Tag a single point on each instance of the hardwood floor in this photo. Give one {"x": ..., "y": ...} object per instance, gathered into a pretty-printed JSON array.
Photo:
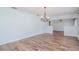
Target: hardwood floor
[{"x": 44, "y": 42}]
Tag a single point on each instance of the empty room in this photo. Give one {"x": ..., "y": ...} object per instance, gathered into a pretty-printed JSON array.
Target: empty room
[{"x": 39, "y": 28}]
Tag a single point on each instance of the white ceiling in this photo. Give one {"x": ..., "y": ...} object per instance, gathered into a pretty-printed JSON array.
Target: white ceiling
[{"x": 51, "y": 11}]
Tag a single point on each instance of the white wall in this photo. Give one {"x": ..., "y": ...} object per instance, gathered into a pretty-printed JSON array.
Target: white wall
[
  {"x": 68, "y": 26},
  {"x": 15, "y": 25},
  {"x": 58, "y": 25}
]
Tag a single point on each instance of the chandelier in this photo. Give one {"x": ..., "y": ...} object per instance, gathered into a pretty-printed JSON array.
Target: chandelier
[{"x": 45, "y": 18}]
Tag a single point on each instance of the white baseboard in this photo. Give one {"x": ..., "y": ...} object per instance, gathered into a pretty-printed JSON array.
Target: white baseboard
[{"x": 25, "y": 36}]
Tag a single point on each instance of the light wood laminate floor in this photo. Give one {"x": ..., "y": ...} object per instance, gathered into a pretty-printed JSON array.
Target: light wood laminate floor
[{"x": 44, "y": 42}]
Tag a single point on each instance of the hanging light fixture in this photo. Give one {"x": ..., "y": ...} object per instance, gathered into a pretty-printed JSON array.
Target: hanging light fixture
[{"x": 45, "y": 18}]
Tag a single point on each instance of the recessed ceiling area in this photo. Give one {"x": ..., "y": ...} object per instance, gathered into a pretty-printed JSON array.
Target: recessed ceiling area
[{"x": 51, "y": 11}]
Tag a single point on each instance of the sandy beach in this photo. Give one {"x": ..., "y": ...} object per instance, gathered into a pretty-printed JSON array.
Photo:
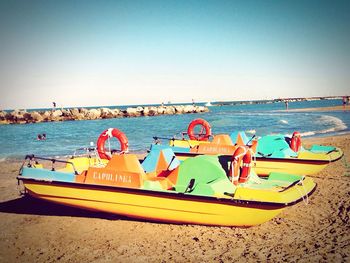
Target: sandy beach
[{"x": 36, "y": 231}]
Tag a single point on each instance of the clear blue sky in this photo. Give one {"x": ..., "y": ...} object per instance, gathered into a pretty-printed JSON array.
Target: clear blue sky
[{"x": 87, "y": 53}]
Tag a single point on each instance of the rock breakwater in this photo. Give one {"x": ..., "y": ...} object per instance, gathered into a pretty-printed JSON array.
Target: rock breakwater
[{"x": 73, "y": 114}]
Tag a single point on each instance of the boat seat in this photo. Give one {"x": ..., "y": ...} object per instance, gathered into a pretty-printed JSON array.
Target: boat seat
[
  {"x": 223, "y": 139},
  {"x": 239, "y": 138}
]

============================================================

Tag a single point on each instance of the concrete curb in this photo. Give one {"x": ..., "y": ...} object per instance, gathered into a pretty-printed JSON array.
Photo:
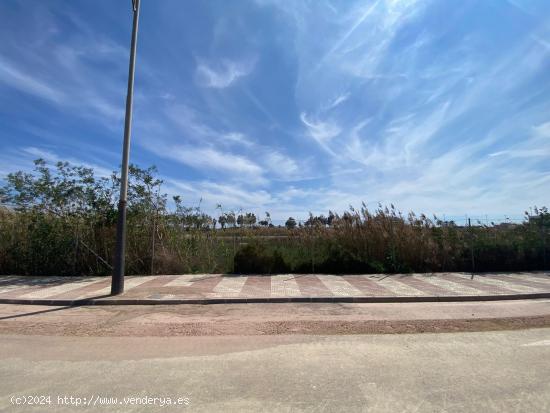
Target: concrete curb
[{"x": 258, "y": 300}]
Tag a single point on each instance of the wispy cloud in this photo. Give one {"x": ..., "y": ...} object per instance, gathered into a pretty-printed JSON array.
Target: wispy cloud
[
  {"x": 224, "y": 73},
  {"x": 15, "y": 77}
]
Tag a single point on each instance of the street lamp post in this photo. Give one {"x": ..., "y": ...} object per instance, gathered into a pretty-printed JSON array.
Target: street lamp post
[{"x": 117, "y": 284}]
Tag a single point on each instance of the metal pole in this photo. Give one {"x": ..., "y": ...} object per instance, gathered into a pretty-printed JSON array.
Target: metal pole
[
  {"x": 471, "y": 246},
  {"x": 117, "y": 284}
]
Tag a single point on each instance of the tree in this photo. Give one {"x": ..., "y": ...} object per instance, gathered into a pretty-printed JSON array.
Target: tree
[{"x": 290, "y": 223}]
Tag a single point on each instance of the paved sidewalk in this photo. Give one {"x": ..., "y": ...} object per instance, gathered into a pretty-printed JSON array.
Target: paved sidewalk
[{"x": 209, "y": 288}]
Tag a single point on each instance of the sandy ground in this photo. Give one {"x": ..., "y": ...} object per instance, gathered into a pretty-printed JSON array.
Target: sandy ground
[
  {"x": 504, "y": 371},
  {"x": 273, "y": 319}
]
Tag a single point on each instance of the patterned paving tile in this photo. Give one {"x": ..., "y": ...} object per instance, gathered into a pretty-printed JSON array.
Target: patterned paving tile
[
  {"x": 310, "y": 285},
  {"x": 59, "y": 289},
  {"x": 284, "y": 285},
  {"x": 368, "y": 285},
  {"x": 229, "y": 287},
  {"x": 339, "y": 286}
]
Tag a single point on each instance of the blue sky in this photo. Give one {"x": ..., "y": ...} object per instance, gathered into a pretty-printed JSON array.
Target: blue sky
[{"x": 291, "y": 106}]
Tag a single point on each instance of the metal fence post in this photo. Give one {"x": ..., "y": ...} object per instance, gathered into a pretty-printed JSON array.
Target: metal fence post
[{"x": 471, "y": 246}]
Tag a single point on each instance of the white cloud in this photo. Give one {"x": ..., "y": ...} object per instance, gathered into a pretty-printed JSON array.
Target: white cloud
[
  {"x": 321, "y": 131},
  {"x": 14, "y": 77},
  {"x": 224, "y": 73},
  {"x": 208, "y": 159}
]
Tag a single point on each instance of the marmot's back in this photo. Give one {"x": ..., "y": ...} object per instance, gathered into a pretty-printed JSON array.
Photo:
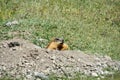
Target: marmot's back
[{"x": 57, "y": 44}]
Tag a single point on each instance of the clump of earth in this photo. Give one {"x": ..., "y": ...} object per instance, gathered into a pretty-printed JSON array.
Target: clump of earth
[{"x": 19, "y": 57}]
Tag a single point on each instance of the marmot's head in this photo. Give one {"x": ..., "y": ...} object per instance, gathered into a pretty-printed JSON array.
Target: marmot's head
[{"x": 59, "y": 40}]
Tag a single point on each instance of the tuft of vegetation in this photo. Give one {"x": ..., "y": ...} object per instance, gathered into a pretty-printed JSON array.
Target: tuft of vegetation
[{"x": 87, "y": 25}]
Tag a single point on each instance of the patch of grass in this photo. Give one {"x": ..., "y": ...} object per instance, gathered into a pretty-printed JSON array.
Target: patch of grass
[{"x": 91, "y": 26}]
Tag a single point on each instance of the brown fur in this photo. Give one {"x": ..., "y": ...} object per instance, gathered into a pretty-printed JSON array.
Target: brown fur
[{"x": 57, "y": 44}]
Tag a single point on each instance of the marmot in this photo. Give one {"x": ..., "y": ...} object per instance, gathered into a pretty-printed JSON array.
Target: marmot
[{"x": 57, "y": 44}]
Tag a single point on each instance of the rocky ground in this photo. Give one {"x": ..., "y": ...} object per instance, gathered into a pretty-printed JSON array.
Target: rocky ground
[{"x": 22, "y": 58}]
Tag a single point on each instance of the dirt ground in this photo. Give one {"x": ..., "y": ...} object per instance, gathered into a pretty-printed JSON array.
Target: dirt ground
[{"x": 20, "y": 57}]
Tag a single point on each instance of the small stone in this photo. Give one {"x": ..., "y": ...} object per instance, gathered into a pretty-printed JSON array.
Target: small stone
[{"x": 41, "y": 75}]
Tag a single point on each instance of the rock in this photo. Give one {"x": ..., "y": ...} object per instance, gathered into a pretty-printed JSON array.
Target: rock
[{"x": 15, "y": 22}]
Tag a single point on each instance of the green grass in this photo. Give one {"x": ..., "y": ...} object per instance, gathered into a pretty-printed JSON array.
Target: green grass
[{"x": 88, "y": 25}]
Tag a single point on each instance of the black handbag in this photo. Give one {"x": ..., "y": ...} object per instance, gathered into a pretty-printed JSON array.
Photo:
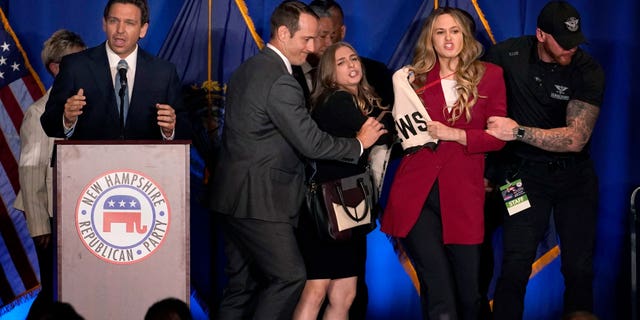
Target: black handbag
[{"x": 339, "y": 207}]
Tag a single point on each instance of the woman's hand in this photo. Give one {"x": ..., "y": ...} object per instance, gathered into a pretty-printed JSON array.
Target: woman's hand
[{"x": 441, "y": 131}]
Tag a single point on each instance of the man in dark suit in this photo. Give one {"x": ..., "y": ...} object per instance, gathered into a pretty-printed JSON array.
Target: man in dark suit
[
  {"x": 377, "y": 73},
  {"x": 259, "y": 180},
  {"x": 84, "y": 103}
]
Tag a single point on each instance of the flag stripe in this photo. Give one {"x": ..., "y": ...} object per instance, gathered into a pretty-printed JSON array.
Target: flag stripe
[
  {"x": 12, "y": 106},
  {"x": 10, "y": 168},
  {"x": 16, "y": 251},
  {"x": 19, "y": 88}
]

============================================================

*WHAT IS REQUIRED:* Select every line of the records above that contains the string "laminate", matching case exactly.

*REPLY:*
Tag a single point on each instance of the light wood laminate floor in this photo. Give one {"x": ..., "y": ...} object per instance, gathered into a pretty-printed JSON array.
Target: light wood laminate floor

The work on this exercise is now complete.